_What is required_
From the first line of the data below, copy each line up to the one containing "For every instance of the elderly woman's hand, give", and include that line too.

_Extracted records_
────

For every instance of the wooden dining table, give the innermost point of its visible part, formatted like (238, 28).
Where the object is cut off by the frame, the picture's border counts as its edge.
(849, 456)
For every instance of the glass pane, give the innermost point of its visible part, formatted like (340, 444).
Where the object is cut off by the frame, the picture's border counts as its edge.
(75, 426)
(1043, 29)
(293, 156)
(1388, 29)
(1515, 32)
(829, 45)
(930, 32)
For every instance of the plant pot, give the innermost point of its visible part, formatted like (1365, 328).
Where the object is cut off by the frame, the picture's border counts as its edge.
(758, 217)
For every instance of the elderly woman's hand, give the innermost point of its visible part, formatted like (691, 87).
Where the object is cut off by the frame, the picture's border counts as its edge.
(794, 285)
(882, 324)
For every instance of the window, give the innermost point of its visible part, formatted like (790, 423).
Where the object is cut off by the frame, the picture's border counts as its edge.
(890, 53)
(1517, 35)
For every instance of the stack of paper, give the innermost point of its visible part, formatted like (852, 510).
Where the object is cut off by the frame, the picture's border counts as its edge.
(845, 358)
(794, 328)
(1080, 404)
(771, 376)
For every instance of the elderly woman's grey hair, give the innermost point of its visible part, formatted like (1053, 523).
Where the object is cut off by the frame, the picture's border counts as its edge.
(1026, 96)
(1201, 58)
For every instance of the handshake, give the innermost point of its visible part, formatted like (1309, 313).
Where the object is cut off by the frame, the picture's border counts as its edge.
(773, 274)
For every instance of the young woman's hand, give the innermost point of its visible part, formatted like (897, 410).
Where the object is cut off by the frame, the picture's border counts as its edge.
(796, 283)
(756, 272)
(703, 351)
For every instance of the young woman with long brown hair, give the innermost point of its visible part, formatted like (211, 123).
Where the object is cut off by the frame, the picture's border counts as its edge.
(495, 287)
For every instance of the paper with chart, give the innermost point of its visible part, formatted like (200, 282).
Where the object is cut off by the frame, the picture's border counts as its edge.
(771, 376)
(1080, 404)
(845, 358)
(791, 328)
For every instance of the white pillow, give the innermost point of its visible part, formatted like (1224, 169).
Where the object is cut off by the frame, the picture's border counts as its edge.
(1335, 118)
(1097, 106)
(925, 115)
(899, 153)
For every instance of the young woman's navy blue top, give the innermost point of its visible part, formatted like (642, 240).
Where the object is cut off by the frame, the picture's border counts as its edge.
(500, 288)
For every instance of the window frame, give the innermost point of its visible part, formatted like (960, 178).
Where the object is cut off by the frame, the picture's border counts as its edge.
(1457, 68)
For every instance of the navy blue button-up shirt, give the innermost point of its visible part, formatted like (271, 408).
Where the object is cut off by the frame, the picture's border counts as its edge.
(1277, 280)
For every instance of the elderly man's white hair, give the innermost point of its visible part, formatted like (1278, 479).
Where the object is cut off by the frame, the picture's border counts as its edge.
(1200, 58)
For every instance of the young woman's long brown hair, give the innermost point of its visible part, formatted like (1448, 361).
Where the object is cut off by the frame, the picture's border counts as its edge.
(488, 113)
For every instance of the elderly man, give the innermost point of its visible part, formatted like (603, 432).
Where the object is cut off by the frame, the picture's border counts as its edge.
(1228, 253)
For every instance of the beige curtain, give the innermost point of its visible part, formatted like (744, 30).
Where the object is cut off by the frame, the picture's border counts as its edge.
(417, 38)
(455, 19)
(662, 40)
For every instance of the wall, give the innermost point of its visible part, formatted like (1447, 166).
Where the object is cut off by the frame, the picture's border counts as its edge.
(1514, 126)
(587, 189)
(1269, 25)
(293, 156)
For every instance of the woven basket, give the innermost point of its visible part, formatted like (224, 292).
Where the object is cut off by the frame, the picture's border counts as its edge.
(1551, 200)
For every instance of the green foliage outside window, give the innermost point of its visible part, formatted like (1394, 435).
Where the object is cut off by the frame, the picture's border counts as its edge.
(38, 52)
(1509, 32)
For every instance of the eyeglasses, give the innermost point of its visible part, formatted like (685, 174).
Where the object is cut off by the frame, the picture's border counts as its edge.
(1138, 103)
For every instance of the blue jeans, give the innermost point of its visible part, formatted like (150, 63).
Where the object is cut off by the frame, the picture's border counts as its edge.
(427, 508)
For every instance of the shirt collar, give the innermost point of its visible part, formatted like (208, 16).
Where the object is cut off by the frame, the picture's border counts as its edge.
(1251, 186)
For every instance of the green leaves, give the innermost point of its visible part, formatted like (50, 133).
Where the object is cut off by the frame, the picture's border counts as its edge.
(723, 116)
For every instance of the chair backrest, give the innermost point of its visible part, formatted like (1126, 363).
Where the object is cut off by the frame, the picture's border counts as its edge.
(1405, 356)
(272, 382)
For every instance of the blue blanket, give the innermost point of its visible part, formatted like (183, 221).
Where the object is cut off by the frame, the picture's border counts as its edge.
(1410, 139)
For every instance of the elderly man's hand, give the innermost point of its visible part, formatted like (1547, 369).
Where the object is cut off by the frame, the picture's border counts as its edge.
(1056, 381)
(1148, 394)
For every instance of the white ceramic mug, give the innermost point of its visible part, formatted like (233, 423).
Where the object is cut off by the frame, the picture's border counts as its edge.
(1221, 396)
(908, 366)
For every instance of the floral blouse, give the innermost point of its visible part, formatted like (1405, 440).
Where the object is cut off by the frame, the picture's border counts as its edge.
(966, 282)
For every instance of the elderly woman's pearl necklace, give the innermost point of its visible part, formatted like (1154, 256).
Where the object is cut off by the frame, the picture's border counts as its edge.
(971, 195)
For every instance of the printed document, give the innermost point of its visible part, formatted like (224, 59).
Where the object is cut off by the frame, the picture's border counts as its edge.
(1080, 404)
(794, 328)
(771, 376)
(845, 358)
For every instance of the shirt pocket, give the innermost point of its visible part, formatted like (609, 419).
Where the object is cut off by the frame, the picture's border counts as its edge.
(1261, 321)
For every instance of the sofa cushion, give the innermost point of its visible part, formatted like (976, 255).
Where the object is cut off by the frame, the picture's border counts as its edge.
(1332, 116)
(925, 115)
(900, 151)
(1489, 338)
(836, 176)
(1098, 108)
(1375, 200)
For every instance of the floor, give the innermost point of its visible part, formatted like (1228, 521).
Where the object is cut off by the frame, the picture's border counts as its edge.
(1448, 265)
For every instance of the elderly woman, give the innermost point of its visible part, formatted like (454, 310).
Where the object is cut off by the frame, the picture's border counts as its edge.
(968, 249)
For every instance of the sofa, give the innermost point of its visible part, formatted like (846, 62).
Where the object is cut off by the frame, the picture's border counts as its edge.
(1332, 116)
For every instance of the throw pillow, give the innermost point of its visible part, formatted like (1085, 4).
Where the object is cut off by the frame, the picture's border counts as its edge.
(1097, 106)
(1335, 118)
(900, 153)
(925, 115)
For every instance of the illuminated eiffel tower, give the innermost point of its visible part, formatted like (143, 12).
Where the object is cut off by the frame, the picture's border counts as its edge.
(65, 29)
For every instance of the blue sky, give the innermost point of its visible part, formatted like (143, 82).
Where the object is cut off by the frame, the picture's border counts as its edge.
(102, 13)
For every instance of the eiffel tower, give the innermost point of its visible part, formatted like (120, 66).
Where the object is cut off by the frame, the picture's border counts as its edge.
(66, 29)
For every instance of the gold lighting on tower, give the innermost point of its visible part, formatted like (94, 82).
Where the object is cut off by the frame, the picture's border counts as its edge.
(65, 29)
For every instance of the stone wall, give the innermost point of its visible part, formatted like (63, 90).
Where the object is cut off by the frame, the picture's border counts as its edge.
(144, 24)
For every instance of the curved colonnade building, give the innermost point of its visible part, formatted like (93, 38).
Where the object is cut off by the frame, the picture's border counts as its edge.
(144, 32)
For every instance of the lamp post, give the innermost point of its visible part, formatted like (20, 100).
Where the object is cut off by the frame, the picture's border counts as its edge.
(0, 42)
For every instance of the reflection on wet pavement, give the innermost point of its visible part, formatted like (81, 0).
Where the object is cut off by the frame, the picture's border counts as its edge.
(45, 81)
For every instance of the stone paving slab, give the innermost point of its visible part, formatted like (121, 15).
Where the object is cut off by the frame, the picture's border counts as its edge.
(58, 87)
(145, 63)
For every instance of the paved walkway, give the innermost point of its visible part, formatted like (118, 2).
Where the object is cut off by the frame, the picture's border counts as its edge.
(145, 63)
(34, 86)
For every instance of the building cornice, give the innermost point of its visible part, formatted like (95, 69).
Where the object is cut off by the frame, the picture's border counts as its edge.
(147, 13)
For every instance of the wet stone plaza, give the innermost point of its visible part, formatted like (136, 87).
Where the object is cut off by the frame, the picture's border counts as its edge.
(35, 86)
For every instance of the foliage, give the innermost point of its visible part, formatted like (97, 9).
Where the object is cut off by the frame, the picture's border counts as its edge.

────

_Answer space_
For every instance of the wooden dining table, give the innermost point of its visible part, formatted like (238, 28).
Where the object is cut off by the frame, the picture's border counts as its edge.
(849, 456)
For every instance of the glass pane, give the innermost point of its visible part, formatted like (340, 444).
Where the object is cut off by the frame, the picture's border counts as its edge.
(75, 426)
(1043, 29)
(293, 156)
(1388, 29)
(1515, 32)
(829, 45)
(930, 32)
For every instance of the plant pot, give the innermost point of its visible part, formatted like (1365, 328).
Where the object is cut off by the frame, the picture's border counts as its edge.
(758, 217)
For every instance of the elderly woman's hand, give the innermost point of its visible part, formatted like (691, 87).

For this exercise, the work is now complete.